### [What you are asked to do]
Reproduce exactly the entries from the "Wanted | a point on the illuminated" line to the end. Skip all pictures.

Entries taken from a collection
====================

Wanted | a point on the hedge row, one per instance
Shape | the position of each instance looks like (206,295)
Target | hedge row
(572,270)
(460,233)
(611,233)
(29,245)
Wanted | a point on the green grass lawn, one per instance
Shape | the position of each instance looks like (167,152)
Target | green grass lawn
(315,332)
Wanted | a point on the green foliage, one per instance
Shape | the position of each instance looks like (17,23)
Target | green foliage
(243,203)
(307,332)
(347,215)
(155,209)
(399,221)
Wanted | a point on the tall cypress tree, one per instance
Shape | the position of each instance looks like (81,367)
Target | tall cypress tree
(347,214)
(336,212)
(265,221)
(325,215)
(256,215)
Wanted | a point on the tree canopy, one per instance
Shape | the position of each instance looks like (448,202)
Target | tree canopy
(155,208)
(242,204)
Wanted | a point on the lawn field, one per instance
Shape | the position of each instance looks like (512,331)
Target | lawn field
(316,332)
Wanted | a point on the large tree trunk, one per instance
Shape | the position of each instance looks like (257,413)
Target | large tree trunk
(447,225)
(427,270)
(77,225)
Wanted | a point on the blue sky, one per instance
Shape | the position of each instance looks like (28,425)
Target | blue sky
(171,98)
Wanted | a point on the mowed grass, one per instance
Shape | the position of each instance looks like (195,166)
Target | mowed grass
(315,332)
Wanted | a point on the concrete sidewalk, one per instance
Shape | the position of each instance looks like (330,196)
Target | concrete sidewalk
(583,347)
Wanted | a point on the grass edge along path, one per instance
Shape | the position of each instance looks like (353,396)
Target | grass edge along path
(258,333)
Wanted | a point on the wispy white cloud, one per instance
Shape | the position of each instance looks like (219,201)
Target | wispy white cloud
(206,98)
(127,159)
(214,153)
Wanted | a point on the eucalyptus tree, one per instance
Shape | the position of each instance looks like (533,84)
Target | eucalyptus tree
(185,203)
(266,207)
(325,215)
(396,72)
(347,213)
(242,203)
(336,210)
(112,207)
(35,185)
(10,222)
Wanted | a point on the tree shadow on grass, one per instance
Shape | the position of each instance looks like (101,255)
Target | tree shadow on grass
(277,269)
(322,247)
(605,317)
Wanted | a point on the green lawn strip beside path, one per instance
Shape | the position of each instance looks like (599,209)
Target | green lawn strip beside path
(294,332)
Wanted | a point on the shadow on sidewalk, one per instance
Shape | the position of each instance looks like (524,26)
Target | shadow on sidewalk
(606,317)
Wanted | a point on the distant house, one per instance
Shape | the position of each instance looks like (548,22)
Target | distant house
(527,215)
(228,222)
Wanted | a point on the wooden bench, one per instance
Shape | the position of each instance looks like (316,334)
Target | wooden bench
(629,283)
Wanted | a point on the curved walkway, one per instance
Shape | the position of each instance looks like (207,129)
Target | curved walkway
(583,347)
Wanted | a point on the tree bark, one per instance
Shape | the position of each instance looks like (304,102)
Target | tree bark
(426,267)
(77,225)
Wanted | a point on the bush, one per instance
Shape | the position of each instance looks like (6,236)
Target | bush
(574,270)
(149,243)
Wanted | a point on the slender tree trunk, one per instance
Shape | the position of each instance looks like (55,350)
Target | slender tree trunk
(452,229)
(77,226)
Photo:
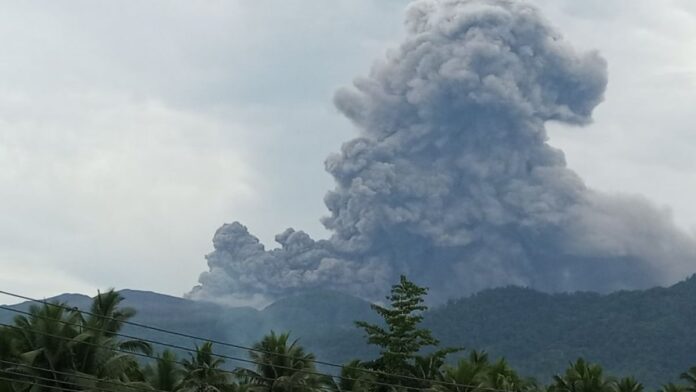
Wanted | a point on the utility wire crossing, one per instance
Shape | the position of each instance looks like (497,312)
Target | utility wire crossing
(227,344)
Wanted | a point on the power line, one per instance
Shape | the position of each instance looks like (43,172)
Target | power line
(75,375)
(232,345)
(235,373)
(27,382)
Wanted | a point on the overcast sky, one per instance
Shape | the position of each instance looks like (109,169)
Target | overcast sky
(130,131)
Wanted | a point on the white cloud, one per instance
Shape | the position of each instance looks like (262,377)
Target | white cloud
(130,131)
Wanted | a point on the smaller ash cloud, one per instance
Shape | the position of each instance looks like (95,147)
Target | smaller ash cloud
(451,180)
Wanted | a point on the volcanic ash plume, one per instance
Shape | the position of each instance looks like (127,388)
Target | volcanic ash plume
(451,181)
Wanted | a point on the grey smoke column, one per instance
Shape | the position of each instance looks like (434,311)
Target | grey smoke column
(451,180)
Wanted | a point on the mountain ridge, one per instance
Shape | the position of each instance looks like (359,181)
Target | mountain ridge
(649,333)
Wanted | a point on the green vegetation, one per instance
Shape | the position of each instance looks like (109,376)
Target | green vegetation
(54,347)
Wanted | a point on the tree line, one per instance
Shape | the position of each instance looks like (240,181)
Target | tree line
(53,347)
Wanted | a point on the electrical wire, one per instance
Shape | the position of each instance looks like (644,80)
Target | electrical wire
(232,345)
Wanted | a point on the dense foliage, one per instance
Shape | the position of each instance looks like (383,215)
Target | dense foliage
(54,347)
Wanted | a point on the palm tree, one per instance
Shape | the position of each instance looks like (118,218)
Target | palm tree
(165,374)
(469,374)
(502,377)
(581,376)
(628,384)
(41,340)
(690,377)
(672,388)
(354,378)
(282,366)
(203,373)
(98,350)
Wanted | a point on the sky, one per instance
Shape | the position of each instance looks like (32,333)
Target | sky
(130,131)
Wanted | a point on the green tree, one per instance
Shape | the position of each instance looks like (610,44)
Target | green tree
(628,384)
(671,387)
(690,377)
(41,345)
(401,340)
(582,376)
(99,352)
(165,373)
(282,365)
(203,372)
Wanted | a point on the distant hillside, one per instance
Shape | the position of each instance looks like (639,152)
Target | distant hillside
(650,334)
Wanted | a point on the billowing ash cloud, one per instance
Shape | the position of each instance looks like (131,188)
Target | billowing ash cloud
(451,181)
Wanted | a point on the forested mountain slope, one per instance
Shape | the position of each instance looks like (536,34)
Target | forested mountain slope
(650,334)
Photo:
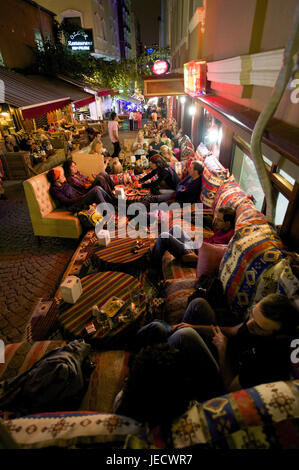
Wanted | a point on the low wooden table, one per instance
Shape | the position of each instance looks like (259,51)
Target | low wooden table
(118,255)
(97,290)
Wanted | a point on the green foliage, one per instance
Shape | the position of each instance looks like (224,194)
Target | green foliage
(57,59)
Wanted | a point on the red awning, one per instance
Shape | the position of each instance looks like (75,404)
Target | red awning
(34,111)
(80,103)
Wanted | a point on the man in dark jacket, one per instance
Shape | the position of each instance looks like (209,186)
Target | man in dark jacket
(188,190)
(70,197)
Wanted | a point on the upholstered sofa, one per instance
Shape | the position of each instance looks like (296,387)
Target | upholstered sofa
(18,164)
(48,220)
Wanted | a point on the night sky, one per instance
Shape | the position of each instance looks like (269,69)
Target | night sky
(147,13)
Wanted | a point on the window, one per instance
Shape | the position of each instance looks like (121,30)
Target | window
(286,176)
(281,208)
(2,63)
(74,20)
(39,40)
(246,175)
(267,161)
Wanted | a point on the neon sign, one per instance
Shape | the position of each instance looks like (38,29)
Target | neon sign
(160,67)
(195,77)
(81,41)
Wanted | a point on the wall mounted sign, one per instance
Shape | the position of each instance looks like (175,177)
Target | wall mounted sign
(160,67)
(195,77)
(81,41)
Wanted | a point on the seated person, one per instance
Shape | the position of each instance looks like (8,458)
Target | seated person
(156,144)
(159,387)
(250,353)
(188,190)
(25,143)
(167,153)
(10,144)
(83,183)
(139,147)
(181,246)
(166,140)
(71,198)
(166,176)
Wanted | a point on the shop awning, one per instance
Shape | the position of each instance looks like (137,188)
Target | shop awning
(28,95)
(90,88)
(78,97)
(129,99)
(171,84)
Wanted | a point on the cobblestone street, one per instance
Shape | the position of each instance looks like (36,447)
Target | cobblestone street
(28,270)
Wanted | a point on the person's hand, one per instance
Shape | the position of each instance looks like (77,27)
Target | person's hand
(180,326)
(219,340)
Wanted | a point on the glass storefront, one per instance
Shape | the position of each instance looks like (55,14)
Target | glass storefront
(211,133)
(245,174)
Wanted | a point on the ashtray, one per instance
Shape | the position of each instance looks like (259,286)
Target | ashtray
(112,306)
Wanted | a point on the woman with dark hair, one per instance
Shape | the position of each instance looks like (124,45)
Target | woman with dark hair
(166,177)
(83,183)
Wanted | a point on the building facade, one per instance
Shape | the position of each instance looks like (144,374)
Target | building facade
(127,37)
(241,46)
(101,16)
(23,25)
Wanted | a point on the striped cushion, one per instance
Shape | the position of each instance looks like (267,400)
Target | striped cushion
(254,248)
(214,175)
(258,417)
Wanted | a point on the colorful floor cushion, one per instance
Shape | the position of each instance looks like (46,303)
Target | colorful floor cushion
(214,175)
(240,420)
(177,292)
(231,195)
(209,259)
(173,269)
(106,381)
(21,356)
(71,430)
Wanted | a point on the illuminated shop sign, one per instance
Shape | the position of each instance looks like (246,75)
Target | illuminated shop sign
(195,77)
(160,67)
(81,41)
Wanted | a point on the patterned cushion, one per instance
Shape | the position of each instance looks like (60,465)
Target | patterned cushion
(288,283)
(278,278)
(176,305)
(230,194)
(71,429)
(231,419)
(213,177)
(254,248)
(21,356)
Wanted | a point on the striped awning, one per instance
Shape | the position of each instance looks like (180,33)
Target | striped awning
(92,88)
(35,95)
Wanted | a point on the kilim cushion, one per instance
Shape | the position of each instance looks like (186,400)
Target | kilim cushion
(21,356)
(230,421)
(209,258)
(213,177)
(254,248)
(71,429)
(176,305)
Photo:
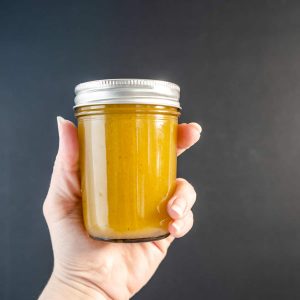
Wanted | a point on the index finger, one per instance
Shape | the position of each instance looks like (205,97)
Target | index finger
(188,135)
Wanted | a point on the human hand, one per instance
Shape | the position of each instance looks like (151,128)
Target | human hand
(89,269)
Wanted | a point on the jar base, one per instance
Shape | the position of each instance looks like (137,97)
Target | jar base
(137,240)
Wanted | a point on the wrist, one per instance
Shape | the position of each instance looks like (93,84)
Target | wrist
(59,288)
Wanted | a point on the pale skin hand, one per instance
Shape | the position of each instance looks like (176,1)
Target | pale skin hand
(89,269)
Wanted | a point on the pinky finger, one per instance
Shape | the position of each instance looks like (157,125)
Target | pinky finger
(181,227)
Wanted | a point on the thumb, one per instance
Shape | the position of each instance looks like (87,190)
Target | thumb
(64,191)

====================

### [Written reply]
Wanted | a point on the illuminated shop sign, one per instance
Shape | the position of each instance looks like (246,75)
Target | illuminated shop sign
(195,77)
(160,67)
(81,41)
Wanted | a point on the patterned cushion, one per instance
Shape | the position of each instance looks like (60,465)
Target | patterned cushion
(288,283)
(278,278)
(176,305)
(230,194)
(71,429)
(231,419)
(213,177)
(254,248)
(21,356)
Wanted | a point on the striped awning, one per instance
Shape | the position of each instance looks like (180,33)
Target | striped awning
(92,88)
(35,95)
Wanted | a point on the kilim cushion, one per instance
Shape | the position of each instance looks like (186,400)
Target | kilim cushion
(21,356)
(230,421)
(209,258)
(213,177)
(254,248)
(71,429)
(176,305)
Photo:
Wanted | a point on the index finger, one per instance
Shape | the position of each instance looks like (205,97)
Target | index finger
(188,135)
Wanted | a point on the human hand, one per instance
Shape | the position of each instance looks like (151,128)
Target | human hand
(89,269)
Wanted | a point on the jar base, one per instance
Shape | the position of each instance looks like (137,97)
Target | jar base
(137,240)
Wanted | a point on the wrist, one per instance
Shape | the position of each instance looks like (93,84)
Target | wrist
(59,288)
Wanted | a point on the pale skin hand, one per instance
Shape | the position of each instance looks like (176,1)
Target | pale skin hand
(89,269)
Wanted | a point on the pinky finger, one per instance
Shape | the position of each instance looks like (157,125)
Target | pinky finger
(181,227)
Wanted | a point on the thumb, one per instance
Shape | the position of each instance looks like (87,190)
Target | thumb
(64,191)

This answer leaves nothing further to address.